Records of labeled points
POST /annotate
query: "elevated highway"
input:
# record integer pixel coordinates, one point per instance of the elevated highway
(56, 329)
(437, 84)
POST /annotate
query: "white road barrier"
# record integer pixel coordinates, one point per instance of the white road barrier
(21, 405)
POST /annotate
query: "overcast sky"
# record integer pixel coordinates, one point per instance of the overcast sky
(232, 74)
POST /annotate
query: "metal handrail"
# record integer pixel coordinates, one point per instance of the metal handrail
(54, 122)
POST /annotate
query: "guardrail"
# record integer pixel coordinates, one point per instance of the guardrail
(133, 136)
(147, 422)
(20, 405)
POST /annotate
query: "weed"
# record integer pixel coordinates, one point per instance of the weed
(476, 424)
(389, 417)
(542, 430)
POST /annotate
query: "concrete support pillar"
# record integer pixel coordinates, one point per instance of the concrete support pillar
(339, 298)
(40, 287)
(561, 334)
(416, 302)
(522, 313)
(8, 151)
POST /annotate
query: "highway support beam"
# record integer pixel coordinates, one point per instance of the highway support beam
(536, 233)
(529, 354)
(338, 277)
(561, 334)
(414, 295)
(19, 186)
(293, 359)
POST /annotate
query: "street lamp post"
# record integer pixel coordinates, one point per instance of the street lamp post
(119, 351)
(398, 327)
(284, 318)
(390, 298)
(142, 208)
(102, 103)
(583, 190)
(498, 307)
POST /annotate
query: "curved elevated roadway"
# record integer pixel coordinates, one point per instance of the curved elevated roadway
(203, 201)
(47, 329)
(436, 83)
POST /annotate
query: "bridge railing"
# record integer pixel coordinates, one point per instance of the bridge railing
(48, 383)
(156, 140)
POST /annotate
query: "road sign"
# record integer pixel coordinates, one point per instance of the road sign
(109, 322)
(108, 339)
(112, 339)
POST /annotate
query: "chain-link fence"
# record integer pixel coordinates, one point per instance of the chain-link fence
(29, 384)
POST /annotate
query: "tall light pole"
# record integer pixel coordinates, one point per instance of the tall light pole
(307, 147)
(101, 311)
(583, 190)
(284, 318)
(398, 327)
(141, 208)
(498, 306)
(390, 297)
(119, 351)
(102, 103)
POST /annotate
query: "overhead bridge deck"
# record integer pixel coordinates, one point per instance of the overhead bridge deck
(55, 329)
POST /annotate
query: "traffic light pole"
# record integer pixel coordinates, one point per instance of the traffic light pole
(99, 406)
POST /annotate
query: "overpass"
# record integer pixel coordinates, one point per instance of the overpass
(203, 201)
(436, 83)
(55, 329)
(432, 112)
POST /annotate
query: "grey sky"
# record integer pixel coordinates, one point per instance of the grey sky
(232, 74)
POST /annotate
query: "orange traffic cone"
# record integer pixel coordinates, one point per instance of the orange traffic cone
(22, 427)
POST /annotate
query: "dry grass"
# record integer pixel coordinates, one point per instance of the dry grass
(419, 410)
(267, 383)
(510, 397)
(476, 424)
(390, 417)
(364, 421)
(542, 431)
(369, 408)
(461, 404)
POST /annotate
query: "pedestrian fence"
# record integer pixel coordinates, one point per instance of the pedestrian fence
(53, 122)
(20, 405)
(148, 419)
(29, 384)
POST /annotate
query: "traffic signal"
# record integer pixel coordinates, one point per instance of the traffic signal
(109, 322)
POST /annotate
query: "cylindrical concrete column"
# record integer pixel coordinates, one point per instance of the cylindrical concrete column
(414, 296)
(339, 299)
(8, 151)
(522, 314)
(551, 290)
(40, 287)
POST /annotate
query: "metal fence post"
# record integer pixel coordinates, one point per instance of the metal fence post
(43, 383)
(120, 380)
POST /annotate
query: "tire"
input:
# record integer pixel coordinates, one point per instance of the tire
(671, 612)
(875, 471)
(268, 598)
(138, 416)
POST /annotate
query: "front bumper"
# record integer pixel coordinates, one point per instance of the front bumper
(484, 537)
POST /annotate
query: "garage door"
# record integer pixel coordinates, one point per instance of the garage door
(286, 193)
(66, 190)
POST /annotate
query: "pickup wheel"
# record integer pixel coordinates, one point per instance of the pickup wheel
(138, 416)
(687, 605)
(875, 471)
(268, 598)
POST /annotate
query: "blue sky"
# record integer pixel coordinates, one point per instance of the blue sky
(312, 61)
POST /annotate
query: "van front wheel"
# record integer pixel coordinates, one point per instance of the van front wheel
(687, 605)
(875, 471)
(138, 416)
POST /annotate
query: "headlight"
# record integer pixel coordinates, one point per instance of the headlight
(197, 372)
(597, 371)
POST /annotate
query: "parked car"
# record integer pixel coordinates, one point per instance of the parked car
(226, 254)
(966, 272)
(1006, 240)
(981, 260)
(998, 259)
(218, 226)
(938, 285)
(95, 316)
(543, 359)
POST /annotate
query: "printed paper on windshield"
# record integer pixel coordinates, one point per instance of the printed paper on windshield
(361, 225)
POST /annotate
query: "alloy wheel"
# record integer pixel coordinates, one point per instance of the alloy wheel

* Your goal: Filter the records above, keeping every line that contains the word "door".

* Result:
query: "garage door"
# record integer pixel coordinates, one point per instance of the garage door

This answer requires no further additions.